+++ Task material +++

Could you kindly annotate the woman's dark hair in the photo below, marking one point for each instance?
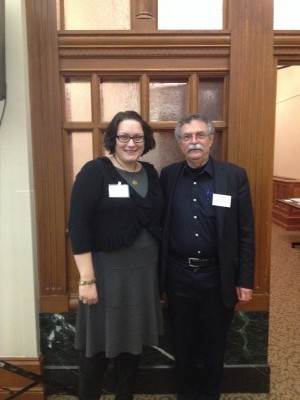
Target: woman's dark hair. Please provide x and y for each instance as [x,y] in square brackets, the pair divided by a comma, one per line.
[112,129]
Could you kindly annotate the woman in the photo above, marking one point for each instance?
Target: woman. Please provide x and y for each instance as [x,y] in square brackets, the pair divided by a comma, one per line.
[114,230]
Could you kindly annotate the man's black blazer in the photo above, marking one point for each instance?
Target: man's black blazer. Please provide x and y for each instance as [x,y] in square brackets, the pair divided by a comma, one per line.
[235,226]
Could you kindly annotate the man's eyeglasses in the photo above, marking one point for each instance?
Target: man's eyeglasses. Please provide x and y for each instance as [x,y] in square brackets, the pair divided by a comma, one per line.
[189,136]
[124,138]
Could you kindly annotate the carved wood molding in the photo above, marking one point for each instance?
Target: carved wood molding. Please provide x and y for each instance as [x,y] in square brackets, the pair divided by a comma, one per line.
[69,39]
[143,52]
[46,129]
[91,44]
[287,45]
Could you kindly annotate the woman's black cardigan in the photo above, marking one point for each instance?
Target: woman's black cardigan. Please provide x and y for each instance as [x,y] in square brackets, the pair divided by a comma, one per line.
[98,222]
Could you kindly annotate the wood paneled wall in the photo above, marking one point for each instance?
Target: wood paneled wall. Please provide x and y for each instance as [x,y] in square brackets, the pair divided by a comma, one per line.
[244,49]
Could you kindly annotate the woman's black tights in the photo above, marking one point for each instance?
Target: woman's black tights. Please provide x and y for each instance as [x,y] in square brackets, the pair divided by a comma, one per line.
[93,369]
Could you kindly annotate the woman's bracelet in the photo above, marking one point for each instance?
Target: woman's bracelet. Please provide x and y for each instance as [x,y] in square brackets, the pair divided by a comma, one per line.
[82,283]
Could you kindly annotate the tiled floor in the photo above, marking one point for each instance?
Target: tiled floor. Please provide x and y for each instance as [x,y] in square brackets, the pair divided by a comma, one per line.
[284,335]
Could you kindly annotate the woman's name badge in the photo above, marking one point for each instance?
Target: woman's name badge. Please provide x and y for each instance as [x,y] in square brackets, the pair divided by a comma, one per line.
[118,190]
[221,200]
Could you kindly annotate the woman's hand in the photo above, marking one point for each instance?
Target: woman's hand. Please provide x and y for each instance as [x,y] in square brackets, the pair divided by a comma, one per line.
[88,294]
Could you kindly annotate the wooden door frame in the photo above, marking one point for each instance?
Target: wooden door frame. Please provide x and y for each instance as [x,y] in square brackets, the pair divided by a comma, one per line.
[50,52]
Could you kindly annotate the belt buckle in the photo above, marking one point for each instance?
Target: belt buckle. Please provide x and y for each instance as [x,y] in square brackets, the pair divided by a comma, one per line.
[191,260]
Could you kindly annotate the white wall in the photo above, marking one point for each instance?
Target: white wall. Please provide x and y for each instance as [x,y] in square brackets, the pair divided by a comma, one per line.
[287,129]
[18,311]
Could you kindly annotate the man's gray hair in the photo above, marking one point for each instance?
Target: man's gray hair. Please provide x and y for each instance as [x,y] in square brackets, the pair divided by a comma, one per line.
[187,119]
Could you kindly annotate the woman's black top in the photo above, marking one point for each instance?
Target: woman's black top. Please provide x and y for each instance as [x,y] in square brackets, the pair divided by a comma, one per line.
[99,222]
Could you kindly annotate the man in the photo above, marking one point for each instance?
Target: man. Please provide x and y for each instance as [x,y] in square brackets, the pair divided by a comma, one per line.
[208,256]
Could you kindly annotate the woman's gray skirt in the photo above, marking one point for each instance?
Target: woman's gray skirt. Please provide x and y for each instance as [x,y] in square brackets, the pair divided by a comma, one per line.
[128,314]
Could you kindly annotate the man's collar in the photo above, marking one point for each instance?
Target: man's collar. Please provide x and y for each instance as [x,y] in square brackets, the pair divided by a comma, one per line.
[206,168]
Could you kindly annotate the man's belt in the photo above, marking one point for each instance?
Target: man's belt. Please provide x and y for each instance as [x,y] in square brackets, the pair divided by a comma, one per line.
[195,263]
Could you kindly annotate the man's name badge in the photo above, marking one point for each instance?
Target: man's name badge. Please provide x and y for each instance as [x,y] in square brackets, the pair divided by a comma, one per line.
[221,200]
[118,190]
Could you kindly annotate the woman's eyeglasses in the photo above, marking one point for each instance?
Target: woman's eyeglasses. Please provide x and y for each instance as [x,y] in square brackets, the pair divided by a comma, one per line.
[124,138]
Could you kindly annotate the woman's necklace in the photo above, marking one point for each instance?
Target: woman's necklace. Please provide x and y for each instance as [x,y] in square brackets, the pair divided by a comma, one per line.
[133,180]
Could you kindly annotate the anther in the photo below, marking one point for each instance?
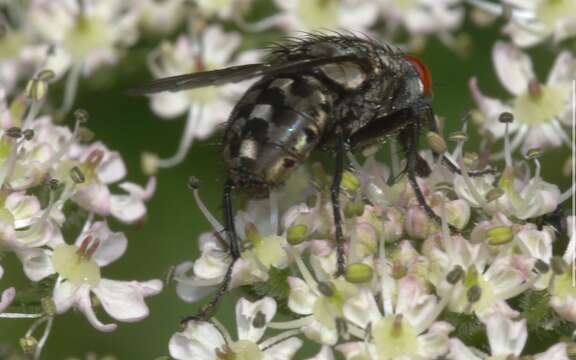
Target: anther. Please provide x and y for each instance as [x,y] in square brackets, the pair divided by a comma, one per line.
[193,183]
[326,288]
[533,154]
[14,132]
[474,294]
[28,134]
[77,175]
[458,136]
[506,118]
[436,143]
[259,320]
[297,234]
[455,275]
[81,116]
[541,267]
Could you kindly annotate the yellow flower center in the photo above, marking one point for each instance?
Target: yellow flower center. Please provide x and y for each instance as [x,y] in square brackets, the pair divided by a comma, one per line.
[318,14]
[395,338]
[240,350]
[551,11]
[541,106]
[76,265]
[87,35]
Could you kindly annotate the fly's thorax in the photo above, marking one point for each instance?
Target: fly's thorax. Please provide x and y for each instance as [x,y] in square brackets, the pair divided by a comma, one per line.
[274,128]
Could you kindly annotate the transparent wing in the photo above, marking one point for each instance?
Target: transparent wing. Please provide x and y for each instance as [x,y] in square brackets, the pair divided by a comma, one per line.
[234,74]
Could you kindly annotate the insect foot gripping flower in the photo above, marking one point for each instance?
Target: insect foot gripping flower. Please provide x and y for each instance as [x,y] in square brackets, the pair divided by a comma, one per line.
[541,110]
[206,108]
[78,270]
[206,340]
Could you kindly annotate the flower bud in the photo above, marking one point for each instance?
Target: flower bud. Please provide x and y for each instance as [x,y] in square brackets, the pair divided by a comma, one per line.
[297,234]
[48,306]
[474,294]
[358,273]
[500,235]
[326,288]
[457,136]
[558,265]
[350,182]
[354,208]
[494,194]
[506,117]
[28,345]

+++

*Problem details*. Transcribe every line from the records above without alteration, and leave out the images.

*Answer below*.
Could you kindly annotate the woman's dark hair in the photo below, marking one point for each instance?
Target: woman's dark hair. Please provide x and y for each instance as [x,y] in square brackets, the pair divided by a comma, one per line.
[112,129]
Could you kindly annotate the woman in the photo above, marking one point for each instance?
Target: woman. Please provide x and y for each instance as [x,y] in square brackets, the pair divided by a comma, one per line.
[114,230]
Could you kindly annotate the man's black blazer in the photo above, marking one point for each instance?
Target: man's black blazer. Please provide x and y for each instance as [x,y] in square brackets, the pair divided by a comma, one per line.
[235,226]
Could you kindly annotate the man's eyeglasses in the photo above, marking one point for each instance?
Target: man's eyeglasses. Please provide x and y for each instance as [x,y] in square brackets, the pair divided by a comma, one per line.
[189,136]
[124,138]
Could you kindly annotate the carved wood molding in the photo above, marking one point for each instance?
Target: carved wood molding. Please provide x and y for each instance as [x,y] in square brackets, the pair divided by a comma, one per line.
[69,39]
[143,52]
[46,129]
[91,44]
[287,45]
Could you kindly annotate the woman's black cardigan in the photo above, marking one point for each instance?
Target: woman's black cardigan. Please provide x and y for each instance as [x,y] in square brackets, the pair divided by a comma, one per line.
[98,222]
Could you kindly annotate the wood paneled wall in the photo above, marking one point for each instance?
Target: wood paneled wall. Please provide x and y for each instance as [x,y] in square brackets, the pair divided by a comma, one per line.
[244,49]
Could you kindly annotate the woman's black tights in the photo above, marking one point for each instance?
Target: woman's black tights. Please provide x and y for each instance as [x,y] in square brackets, the pair divided by a comma, one per line.
[93,369]
Could you kindly annotate the woman's bracelet in the photo above, marking one point for each instance?
Target: woman's bracelet. Please provide x and y for each instance as [x,y] in square brackets, the pair divided by a comma, one per line.
[82,283]
Could you kindly annotate the tiled floor in the photo above, marking one point for each instance?
Target: tiled floor. Please provide x and y for each instance as [x,y] in square brackets, the pair divided by a comma, one per line.
[284,335]
Could you kindly annotate the woman's name badge in the photo above, marking one point for each instance?
Target: woman's name badge. Please provide x and y for each instance as [x,y] in square brackets, the pair divided by a comma, one per line.
[118,190]
[221,200]
Could you kindly annotate the woman's hand in the photo above, marking one point for each instance?
Target: woman's hand. Please provide x and y for each instance as [x,y] in square brackets, the pair divided by a comma, one per line.
[88,294]
Could you kindly annotate the wooden door frame in the photo above, marking one point for each instance?
Target: wooden door frame. Please provide x and y for each instance as [x,y] in square brackets, the pair divided by a comma, one per line.
[50,52]
Could you kindly annotate the belt buckle in the photo above, marking one point for each instance?
Target: belt buckle. Please provide x and y for each instance as [x,y] in square brackets, the pair divided by a comma, one per line.
[191,260]
Could you kindly annotate the white wall in the photo above, marking one point for each instance?
Target: white wall. Please provide x and y for each instance as [x,y] in square brackets, the pair divided by a comma, one per line.
[287,129]
[18,311]
Could you kindly annotate the man's gray hair in the photo above, marking one point for each instance?
Target: man's gray hair. Please provide x and y for each instance as [x,y] in square brackets, the pair divided by a comma, one per line.
[187,119]
Could you kindly annotate the woman's black top in the photo above, marking one point for each instance?
Target: woman's black top. Please provide x and y for each instance as [x,y] in square brackets, the pair divided by a comma, one per line.
[99,222]
Could you kindly annotate the man in the photo above, marking one point for each instance?
Target: man. Please provide x and y for each instance as [x,y] in square brackets, the pair divided by a comma, one per line.
[208,256]
Could you kindly annotate the woman's gray skirt in the photo above, marking one point for each instance?
Target: woman's gray skirt. Please provide x and y for each instance as [x,y] in square brackets, the pair divided by a comma, one per line.
[128,314]
Could you kindly annotate the man's collar in the photo above, marking one point for each instance?
Target: man's collar. Please provide x and y for each instance as [x,y] in square brackets, the pair divided by a comma, one per line.
[206,168]
Could you kindly annotate the man's belt in the photo above, marking one point for each instance?
Target: man's belt. Please provide x and y for each instance as [x,y] in square brackets, the pair divided by a comma, one per line.
[195,263]
Could you kindly annotate the man's name badge in the photo above, marking one point for each instance?
Target: man's name badge. Please provide x and y for each instance as [x,y] in square brackets, the pair divided by a comma, one per line.
[221,200]
[118,190]
Could you kindly annotate the woman's eyeglasses in the photo above, marking one point for each instance?
Target: woman's eyeglasses. Please provide x and y for each instance as [x,y] in square brackets, the pair divided by a comma, one per line.
[124,138]
Could you kindly annotate the woman's necklace in the photo above, marking one point for each instance?
Target: woman's necklace. Please provide x and y for each instance as [x,y] in square brackets, the pair divided by a comma, one per line.
[133,180]
Could you kindly annotate the anther in the photo below, marking one point for each instance?
Target: anther. Please provide x and y for each instance as [x,y] in square brackets, the pair divided by a comma, one per line.
[193,183]
[326,288]
[533,154]
[14,132]
[474,294]
[28,134]
[77,175]
[458,136]
[506,118]
[436,143]
[259,320]
[297,234]
[455,275]
[81,116]
[541,267]
Could you kindly annotate the yellow flower center in the photo above, marking one point for each instance?
Target: yellow flower center. Please provide x and y for each instance as [x,y] in square brackets, the pair divided by a comma, one per line.
[318,14]
[395,338]
[240,350]
[551,11]
[541,106]
[76,265]
[87,35]
Could you kindly annotate the fly's thorax in the photo above, marking one point for each instance?
Target: fly's thorax. Please provide x and y for each instance as [x,y] in square brackets, the pair divided by a comma, one per line.
[274,128]
Could you kindly annotate the transparent wing in the photo above, marking one point for each instance?
Target: transparent wing. Please provide x and y for each instance as [x,y] in square brackets, the pair divided by a comma, one per line.
[234,74]
Could you kindly annotate the insect foot gripping flower in the photo above, marking one point for each instance?
Target: insect foot gripping flower. Please provide x and y for each instance as [x,y] in square brackets, the pair divided by a comma, one per line.
[541,110]
[206,108]
[78,270]
[206,340]
Could you kindly annotate the flower bud in the photo above, marking one point for each instance?
Target: flower bud. Please provide x and y for each instance as [x,y] in square brackets, the pair divided by a comma, one per line.
[297,234]
[48,306]
[474,294]
[358,273]
[500,235]
[326,288]
[457,136]
[558,265]
[350,182]
[354,208]
[494,194]
[506,117]
[28,345]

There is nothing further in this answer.